**YOUR INSTRUCTIONS:**
In the records below, copy everything from the line containing "Category: the pickup truck taillight" down to the line containing "pixel 913 418", replacing "taillight" with "brake light" and changing nothing else.

**STORED RECORDS:**
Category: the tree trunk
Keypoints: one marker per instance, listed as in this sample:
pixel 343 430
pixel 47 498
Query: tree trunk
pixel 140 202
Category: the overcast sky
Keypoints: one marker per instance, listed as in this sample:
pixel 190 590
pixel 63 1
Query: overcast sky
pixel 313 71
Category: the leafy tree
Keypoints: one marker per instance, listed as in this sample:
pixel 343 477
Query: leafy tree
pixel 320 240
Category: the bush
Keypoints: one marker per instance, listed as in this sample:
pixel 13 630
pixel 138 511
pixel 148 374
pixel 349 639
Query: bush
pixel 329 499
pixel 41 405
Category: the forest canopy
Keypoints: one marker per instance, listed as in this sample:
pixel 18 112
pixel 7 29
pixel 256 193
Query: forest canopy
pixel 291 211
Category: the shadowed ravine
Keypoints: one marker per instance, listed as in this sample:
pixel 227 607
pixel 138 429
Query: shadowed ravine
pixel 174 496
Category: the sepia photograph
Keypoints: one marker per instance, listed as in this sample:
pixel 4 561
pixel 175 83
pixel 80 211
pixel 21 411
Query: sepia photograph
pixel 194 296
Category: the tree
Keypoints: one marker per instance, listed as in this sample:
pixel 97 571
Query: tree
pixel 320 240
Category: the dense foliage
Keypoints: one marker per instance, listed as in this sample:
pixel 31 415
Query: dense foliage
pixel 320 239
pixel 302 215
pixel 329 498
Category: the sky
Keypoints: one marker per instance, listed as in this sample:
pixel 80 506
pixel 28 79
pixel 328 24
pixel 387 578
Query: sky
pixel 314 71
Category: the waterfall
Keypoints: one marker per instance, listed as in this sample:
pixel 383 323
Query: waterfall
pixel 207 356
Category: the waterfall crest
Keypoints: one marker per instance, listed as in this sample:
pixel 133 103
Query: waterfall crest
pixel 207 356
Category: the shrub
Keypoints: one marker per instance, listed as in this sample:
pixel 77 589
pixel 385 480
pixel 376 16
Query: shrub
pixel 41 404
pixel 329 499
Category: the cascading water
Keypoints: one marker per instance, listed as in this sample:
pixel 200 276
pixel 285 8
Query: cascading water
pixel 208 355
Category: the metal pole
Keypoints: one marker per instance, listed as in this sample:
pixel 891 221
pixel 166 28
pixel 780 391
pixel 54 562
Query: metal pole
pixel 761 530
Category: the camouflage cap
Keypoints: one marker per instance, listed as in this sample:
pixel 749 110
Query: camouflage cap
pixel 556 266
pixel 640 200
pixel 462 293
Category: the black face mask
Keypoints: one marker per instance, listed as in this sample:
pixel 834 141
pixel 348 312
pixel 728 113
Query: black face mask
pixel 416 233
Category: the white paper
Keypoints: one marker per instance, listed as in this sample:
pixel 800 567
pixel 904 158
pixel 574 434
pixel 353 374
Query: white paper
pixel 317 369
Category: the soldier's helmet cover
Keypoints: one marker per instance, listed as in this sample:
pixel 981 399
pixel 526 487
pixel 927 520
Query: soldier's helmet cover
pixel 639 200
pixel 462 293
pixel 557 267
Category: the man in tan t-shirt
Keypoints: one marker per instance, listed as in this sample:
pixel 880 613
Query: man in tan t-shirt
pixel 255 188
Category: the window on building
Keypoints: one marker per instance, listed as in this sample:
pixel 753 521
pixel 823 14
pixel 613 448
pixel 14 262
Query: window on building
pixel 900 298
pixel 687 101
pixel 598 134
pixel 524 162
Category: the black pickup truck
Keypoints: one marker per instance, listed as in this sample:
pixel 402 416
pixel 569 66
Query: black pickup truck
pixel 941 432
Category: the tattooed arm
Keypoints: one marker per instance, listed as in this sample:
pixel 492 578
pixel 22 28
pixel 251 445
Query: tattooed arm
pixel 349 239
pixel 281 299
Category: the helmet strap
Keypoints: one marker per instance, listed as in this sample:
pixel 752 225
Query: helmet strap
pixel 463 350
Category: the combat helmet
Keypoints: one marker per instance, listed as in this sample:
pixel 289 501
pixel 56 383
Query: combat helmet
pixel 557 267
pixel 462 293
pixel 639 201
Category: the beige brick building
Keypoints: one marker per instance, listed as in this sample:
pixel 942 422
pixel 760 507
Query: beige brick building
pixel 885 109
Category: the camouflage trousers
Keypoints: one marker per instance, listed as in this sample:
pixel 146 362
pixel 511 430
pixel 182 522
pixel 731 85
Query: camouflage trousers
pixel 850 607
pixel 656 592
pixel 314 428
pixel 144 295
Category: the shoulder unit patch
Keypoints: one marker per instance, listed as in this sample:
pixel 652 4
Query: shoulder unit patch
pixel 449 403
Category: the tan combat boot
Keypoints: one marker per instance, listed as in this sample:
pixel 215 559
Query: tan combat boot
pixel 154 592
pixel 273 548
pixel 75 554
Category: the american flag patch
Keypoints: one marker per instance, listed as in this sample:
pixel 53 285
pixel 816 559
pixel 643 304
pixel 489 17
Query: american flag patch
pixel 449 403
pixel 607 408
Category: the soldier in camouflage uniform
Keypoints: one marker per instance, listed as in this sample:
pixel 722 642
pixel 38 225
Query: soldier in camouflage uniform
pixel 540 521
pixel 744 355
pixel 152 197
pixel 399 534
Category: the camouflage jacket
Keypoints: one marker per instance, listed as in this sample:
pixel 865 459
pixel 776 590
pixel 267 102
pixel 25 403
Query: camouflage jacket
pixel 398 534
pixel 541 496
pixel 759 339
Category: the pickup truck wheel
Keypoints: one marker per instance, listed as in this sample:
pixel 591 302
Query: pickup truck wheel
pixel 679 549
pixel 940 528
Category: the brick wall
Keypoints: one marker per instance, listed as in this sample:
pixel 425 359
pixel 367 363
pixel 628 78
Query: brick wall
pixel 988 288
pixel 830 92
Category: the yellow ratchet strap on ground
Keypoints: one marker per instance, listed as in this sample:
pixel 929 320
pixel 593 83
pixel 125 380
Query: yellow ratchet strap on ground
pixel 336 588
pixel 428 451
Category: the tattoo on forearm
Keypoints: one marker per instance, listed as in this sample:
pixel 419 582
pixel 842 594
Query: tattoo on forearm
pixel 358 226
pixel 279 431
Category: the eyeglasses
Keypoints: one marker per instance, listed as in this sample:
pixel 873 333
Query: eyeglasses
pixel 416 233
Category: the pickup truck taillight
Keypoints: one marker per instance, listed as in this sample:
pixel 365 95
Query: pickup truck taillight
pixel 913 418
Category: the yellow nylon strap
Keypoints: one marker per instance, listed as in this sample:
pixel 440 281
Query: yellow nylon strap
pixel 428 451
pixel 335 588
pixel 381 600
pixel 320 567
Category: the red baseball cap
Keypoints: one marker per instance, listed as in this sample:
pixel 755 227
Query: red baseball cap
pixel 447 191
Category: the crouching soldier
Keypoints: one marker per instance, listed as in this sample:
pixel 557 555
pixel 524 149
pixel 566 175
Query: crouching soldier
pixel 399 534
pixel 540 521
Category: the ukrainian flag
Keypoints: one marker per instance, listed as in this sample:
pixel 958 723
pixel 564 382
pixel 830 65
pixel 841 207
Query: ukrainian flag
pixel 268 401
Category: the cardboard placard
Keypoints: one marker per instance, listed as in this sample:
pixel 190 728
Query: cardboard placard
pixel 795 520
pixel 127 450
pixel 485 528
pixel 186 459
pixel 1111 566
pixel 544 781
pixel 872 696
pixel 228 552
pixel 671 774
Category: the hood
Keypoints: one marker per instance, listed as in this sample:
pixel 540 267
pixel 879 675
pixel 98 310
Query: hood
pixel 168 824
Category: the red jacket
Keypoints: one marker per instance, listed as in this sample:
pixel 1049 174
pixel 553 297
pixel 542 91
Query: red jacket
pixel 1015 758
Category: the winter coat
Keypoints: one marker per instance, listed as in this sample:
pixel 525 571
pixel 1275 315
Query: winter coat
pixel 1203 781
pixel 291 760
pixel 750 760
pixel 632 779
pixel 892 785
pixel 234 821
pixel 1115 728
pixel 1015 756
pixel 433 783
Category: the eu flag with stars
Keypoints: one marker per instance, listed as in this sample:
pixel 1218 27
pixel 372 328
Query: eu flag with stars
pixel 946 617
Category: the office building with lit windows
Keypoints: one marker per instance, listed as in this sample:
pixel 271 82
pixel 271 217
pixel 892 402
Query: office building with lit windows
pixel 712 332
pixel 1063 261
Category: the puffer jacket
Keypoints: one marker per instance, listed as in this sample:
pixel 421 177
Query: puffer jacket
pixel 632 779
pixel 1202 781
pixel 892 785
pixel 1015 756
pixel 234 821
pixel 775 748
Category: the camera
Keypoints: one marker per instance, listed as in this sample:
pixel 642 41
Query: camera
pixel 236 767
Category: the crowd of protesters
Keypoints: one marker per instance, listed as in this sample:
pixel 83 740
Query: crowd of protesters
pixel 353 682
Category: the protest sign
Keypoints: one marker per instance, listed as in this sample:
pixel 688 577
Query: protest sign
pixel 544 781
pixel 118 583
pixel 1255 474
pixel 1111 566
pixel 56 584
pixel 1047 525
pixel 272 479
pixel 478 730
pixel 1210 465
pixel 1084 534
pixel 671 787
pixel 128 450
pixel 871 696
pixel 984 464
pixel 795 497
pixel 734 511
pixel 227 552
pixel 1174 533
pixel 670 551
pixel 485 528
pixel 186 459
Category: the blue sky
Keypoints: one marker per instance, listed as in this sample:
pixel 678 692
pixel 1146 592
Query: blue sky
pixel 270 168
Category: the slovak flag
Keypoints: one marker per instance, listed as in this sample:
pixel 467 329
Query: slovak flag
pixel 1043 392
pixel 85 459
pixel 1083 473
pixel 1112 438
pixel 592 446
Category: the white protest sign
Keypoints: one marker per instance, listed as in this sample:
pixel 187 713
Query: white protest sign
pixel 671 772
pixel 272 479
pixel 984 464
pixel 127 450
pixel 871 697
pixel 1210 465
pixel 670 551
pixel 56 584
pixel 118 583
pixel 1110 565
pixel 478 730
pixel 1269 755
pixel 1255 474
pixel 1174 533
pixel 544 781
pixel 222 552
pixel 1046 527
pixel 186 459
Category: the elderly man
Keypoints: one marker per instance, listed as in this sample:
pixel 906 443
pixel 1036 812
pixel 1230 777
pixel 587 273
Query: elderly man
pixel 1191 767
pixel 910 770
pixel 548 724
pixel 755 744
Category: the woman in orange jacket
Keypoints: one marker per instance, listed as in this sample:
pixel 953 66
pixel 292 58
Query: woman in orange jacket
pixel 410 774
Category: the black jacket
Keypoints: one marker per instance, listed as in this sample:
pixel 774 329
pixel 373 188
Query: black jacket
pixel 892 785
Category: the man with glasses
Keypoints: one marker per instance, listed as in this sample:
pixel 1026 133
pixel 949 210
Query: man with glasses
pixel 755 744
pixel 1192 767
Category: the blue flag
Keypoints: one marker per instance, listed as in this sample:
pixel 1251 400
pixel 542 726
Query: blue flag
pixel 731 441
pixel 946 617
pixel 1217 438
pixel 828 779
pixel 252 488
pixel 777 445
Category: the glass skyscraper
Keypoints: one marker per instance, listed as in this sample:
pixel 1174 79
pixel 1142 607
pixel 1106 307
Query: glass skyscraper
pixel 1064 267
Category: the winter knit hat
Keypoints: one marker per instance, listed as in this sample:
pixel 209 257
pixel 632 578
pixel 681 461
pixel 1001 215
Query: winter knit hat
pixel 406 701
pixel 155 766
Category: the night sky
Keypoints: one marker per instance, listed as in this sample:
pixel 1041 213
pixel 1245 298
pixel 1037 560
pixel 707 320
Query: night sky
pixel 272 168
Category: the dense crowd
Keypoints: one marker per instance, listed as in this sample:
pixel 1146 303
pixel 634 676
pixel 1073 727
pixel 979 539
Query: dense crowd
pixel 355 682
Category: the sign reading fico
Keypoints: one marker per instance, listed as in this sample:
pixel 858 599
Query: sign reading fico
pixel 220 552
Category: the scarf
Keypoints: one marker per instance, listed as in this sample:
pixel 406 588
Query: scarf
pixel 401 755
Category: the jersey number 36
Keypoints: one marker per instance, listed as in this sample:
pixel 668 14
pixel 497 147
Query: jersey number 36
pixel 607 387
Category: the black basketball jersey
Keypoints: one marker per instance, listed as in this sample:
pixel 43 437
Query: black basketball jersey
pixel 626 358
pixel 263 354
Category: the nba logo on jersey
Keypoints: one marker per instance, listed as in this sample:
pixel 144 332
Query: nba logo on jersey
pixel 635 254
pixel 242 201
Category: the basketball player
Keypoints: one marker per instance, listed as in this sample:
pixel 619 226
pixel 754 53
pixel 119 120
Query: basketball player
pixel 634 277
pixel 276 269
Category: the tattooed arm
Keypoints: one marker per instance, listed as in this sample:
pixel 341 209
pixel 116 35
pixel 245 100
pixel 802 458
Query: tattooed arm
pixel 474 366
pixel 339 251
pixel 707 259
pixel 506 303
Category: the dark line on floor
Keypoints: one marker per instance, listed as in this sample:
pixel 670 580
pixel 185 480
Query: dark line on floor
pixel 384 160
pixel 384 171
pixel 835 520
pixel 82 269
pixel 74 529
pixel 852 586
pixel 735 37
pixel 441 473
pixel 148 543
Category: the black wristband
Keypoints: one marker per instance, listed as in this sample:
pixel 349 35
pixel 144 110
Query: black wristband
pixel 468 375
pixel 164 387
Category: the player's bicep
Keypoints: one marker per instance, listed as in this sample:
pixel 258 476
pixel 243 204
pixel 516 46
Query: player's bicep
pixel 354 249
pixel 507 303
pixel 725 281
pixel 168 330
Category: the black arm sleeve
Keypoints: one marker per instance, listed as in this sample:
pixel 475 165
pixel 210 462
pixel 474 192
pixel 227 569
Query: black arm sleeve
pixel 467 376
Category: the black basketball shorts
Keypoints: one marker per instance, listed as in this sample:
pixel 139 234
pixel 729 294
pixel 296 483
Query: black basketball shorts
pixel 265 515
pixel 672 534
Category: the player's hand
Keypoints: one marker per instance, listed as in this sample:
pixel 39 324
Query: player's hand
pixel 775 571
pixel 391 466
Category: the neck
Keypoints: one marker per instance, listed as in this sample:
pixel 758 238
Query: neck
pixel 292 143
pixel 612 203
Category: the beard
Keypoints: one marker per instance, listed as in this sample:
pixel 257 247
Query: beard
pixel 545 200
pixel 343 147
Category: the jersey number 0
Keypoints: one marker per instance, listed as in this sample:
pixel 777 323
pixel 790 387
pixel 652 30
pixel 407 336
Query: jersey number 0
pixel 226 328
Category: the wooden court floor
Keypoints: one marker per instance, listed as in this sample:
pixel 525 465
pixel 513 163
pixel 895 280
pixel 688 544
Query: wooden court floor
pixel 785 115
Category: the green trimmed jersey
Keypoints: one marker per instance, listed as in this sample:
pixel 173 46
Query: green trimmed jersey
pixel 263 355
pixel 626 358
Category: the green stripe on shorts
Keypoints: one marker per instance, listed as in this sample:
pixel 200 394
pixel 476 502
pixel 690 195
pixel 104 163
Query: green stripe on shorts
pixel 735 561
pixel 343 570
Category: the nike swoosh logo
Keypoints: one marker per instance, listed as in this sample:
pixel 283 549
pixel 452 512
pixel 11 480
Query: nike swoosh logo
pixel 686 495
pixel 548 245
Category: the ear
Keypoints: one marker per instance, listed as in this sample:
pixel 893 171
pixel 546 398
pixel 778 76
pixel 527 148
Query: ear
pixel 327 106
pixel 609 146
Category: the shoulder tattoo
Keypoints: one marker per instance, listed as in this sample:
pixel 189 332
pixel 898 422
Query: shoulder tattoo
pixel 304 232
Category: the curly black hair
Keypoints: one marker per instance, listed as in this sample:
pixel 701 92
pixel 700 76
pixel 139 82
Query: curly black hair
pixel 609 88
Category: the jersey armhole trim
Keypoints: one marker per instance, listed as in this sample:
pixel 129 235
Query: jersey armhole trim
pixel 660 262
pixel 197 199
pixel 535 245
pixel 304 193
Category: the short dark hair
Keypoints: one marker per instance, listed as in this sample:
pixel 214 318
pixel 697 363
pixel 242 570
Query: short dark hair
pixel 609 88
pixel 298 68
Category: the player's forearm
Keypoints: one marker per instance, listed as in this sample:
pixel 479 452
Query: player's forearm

**SOLUTION:**
Category: the pickup truck brake light
Keypoints: one marker per instance, listed as in this sample:
pixel 365 95
Query: pickup truck brake light
pixel 913 418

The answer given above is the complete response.